What to work on
Can you print the lines below word for word, from the very first through the line containing "(1003, 199)", with both ends included, nothing after it, and the pictures left out?

Data extract
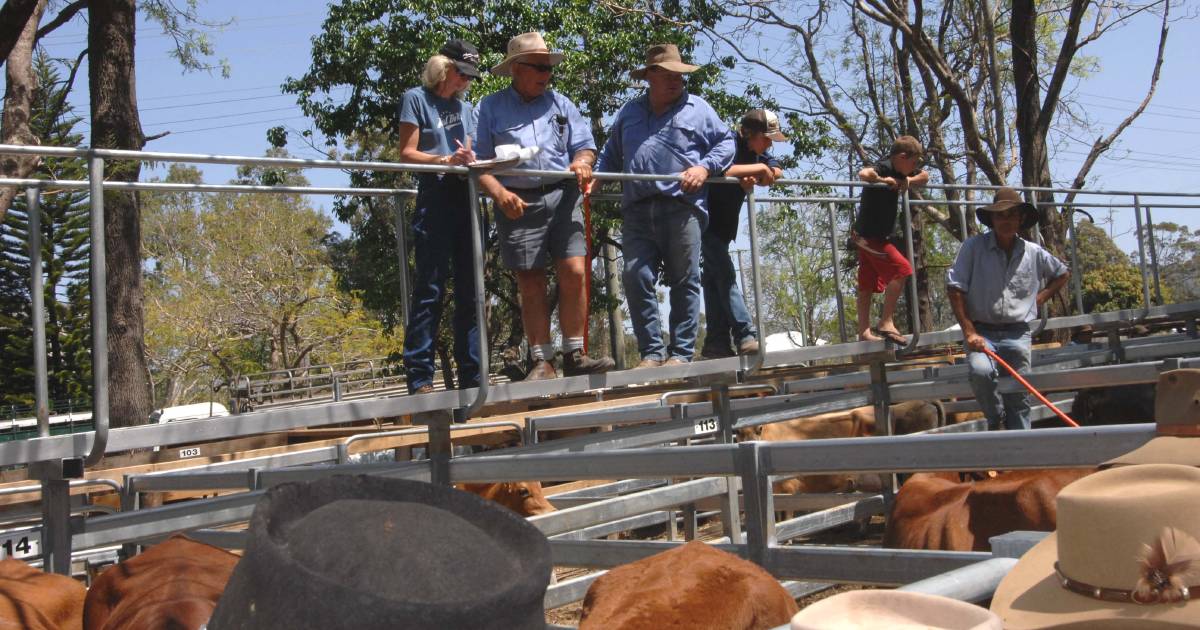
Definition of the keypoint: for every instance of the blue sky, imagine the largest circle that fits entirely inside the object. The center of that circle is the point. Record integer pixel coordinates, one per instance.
(268, 42)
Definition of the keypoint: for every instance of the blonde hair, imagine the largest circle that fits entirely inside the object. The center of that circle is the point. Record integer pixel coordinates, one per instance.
(436, 71)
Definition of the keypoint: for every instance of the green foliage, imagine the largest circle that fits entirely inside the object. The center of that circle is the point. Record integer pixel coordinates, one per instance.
(65, 225)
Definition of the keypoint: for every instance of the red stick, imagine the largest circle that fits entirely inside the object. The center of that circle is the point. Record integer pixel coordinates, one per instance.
(1062, 417)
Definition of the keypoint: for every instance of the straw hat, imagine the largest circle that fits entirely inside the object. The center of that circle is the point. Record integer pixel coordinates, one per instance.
(525, 45)
(894, 610)
(1005, 199)
(1126, 535)
(371, 552)
(664, 55)
(1177, 423)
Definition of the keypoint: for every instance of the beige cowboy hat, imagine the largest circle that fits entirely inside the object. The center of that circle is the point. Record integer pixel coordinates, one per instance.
(525, 45)
(1177, 424)
(894, 610)
(1126, 555)
(664, 55)
(1003, 199)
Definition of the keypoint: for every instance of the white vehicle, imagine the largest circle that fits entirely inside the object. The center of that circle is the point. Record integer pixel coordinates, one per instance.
(198, 411)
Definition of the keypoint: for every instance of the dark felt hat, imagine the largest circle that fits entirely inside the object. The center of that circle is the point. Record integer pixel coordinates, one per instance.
(1005, 199)
(370, 552)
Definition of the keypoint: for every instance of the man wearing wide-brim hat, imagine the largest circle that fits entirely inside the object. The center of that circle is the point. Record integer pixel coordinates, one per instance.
(539, 219)
(665, 132)
(995, 287)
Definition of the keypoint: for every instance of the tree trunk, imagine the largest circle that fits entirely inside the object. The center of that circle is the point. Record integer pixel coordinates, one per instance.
(115, 125)
(18, 100)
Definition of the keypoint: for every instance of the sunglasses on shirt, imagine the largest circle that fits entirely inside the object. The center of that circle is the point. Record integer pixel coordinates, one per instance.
(539, 67)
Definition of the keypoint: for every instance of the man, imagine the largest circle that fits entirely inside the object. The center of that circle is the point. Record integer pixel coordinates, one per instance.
(994, 291)
(540, 217)
(727, 317)
(665, 132)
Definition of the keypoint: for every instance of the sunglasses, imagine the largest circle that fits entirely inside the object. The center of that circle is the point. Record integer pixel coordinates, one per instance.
(539, 67)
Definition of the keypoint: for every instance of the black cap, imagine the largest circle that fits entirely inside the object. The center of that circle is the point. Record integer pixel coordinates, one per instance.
(465, 57)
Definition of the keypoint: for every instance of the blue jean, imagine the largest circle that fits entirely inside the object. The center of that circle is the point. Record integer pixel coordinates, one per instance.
(442, 247)
(1013, 345)
(663, 233)
(725, 309)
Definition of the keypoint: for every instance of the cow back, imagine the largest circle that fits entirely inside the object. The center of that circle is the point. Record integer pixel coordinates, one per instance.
(693, 586)
(174, 585)
(35, 600)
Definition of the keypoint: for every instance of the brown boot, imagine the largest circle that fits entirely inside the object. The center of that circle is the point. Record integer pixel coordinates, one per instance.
(575, 363)
(541, 371)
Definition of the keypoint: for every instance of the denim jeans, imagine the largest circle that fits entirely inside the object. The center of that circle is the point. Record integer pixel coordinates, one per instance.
(441, 241)
(725, 309)
(663, 233)
(1013, 345)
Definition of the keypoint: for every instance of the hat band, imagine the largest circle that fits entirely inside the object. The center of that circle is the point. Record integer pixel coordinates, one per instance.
(1179, 430)
(1157, 594)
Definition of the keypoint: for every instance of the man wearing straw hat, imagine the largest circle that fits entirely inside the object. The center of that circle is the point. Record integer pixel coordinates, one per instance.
(540, 217)
(665, 132)
(995, 287)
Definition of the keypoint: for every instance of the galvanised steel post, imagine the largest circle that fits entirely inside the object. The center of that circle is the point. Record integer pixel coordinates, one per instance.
(402, 252)
(757, 285)
(41, 381)
(99, 313)
(837, 271)
(1153, 257)
(1141, 255)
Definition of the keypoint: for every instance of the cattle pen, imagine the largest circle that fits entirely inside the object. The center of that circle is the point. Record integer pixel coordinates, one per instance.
(664, 462)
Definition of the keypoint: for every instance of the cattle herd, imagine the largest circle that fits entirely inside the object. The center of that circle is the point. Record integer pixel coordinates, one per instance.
(178, 582)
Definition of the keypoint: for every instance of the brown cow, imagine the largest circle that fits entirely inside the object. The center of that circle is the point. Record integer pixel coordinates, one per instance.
(522, 497)
(907, 418)
(174, 585)
(937, 511)
(693, 586)
(36, 600)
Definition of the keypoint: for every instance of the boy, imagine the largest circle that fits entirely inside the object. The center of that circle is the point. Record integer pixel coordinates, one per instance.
(727, 318)
(881, 267)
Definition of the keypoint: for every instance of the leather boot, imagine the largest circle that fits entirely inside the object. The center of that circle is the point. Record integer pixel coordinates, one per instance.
(575, 364)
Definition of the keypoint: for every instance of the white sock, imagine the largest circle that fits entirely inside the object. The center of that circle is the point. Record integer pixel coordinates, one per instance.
(543, 352)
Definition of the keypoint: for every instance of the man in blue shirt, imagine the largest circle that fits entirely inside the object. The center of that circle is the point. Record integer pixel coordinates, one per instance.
(665, 132)
(540, 217)
(994, 291)
(727, 318)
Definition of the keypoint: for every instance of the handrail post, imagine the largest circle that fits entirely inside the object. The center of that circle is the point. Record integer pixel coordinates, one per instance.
(761, 357)
(913, 305)
(99, 313)
(837, 271)
(402, 252)
(37, 316)
(1141, 257)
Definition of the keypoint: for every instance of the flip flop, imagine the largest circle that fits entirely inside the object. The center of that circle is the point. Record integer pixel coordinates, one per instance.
(891, 335)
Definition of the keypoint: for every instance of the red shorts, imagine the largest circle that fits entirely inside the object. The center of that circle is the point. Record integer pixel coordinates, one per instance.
(876, 271)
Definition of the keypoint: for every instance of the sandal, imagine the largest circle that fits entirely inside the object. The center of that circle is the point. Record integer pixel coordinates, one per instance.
(892, 335)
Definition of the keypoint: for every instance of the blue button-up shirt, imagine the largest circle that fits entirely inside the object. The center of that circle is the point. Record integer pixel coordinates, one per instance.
(689, 133)
(550, 121)
(1002, 289)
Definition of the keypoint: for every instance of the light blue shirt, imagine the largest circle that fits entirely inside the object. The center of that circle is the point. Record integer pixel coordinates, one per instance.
(1002, 289)
(689, 133)
(439, 121)
(550, 121)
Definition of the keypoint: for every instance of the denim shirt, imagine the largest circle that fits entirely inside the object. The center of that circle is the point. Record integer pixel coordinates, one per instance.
(1002, 289)
(550, 121)
(689, 133)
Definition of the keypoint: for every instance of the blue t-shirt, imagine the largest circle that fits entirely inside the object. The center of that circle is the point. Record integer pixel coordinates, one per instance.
(441, 121)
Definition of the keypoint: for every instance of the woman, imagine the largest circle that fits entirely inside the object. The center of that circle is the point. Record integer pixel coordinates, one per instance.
(436, 127)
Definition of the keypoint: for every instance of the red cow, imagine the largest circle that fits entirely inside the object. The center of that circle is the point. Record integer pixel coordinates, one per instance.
(937, 511)
(36, 600)
(693, 586)
(174, 585)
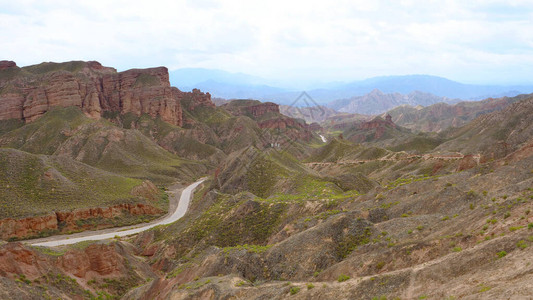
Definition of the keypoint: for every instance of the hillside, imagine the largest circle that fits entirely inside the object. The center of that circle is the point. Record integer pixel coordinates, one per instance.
(377, 211)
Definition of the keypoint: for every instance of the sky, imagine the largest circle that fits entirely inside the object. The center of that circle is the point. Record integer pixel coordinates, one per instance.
(487, 42)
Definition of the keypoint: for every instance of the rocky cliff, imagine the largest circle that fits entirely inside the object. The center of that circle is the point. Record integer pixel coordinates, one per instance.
(27, 93)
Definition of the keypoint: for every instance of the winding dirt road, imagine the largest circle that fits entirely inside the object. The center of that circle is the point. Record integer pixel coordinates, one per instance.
(179, 211)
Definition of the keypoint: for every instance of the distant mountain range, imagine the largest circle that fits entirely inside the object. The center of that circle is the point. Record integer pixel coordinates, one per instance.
(242, 86)
(377, 102)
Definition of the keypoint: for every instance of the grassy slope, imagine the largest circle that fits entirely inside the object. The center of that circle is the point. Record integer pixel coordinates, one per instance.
(66, 131)
(38, 184)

Exercise response
Definition of the keypoint: for every instance of the blue sky, imagine the largest circle that fits entirely inside the object. The center of that circle is the point. Record integer pixel coordinates, one per instance.
(268, 42)
Definition of the keypoint: for every instance of the blonde hair, imagine the largest circle that fits entirely inside the object. The center of that circle is the point. Record integer pixel coordinates, one per instance.
(436, 71)
Definition of the keypoint: for every instance of the green foliage, imagine the largest circle that fits entirely inside the object. The center of that circle is the point. Record integer pixel coordinates, one per instance.
(65, 225)
Definition of the keypoint: for every instance of the red stick, imagine the largest circle that fits entirely inside the object. The center of that circle is the point. Record integer pixel coordinates, one per instance.
(1062, 417)
Definition of the keypoint: for every instance of the straw hat, imagine the largest circle that fits entirely inside the object. The center of that circle is the point. Record integer pixel coordinates, one per instance.
(525, 45)
(894, 610)
(1005, 199)
(1126, 535)
(371, 552)
(664, 55)
(1177, 423)
Definition of the keypoint: for every instance of the beige cowboy hat, imagine the largest circle that fits entirely inside the object. The center of that circle is the point. Record integer pixel coordinates, one per instance.
(525, 45)
(1177, 424)
(894, 610)
(1126, 555)
(664, 55)
(1003, 199)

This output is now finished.